■ Given passage:
April Fungi Focus – Chaetosphaerella phaeostroma
In my last post I wrote about inconspicuous ascomycetes – the kind of tiny species that hide in plain site, manifesting themselves as little black dots on dead plant matter such as woody stems. This time, I want to zero in on a species that is not quite so inconspicuous and which grows on dead deciduous wood. After spotting it for the first time this year, it then started popping up everywhere in my local woods and beyond. I’ve found it in three different sites over the past few weeks alone. And not only me, as I’ve seen numerous postings in various online mycological interest groups by people who’d stumbled across it just as perplexed as I initially was. Who knows, perhaps the conditions have been particular good for it this year, or perhaps it’s always been around and I’ve just never noticed it.
It’s name is Chaetosphaerella phaeostroma, and though it doesn’t have a common name in English, I’d argue it probably should do, as it is a fairly distinctive species. From a distance, it manifests itself as black fuzzy patches. Up close however, one notices that nestling amongst the felty patches of hairs are dozens of tiny slightly rough textured dark bluey-grey to black spheres up to 0.5mm in diameter.
These are the perithecia of this pyrenomycetous ascomycetes – if you didn’t read last months post, these are the hard black spherical flasks that hold the asci sacs that in turn hold and release its spores of this particular group. Looking closely, you can see the top of many of them have broken away, like the tops of Easter eggs.
There are many, many fungi species that consists of groups of tiny spherical perithecia like this (to name but a few, there are the various species in the genuses of Nischkia, Ruzenia and Rosellinia, if you care to Google them). But Chaetosphaerella phaeostroma is distinguishable from these due to the coarsely hairy mat its perithecia are immersed in, known as the ‘subiculum’ (defined as the net, felt, or crust-like growth that covers a substrate formed by a mat of hyphae from which fruiting bodies emerge). In fact, there was a time when scientists believe this was two separate species, the orb-like perithecia being one of them, the hairy subiculum being another.

■ Exercise set:
1 > In the post on Chaetosphaerella phaeostroma, what is the coarsely hairy mat in which the perithecia are immersed called?
2 > Proceed with the post on Chaetosphaerella phaeostroma, picking up after its final sentence.
The data after the post on Chaetosphaerella phaeostroma come from a different source.

■ Excerpted records:

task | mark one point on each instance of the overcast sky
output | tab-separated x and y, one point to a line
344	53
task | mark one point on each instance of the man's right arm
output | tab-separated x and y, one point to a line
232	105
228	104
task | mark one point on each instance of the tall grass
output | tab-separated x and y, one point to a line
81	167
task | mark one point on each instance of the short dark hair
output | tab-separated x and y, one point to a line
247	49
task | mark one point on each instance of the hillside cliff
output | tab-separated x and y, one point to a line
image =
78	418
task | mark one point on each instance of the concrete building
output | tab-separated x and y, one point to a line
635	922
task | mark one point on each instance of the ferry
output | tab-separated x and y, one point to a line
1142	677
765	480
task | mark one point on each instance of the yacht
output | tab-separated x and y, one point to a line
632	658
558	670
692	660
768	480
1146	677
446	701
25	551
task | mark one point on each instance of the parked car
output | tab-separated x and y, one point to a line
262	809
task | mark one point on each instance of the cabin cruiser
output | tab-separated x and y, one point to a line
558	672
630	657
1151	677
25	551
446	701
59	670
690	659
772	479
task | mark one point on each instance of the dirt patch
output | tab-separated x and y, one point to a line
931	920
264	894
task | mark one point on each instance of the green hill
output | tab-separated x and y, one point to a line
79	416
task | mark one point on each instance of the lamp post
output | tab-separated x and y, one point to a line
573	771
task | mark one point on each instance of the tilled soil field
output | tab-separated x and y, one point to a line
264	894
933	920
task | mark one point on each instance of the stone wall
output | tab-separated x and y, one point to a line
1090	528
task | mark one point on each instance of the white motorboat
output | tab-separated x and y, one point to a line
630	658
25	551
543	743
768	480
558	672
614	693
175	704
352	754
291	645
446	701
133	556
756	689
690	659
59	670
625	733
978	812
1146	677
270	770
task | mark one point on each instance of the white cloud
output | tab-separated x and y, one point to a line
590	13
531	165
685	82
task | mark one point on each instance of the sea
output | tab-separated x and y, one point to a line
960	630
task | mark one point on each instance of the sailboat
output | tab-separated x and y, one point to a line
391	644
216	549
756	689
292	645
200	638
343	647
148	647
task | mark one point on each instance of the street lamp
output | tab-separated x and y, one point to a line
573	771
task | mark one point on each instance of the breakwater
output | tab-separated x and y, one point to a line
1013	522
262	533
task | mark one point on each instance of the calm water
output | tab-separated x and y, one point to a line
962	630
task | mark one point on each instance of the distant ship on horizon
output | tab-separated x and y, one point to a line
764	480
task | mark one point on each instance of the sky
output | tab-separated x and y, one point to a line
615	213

■ Answers below:
1 > The subiculum.

2 >
Fungi are complex organisms that constantly seem intent on thwarting those whose attention they attract. So it’s perhaps no surprise to find out that there is actually another species, Acanthonitsckea tristis, that looks superficially much the same as Chaetosphaerella phaeostroma. Whether it is more or less prevalent in the UK, I don’t know, but as ever, the way to tell them apart is through microscopic examination of the spores – the fungi in focus has relatively large (20-25x6-9 microns) banana-shaped ones that are segmented into four with the end segments lighter than the middle two; Acanthonitsckea tristis has much smaller single-celled ones about 6-9x1.5-2 microns.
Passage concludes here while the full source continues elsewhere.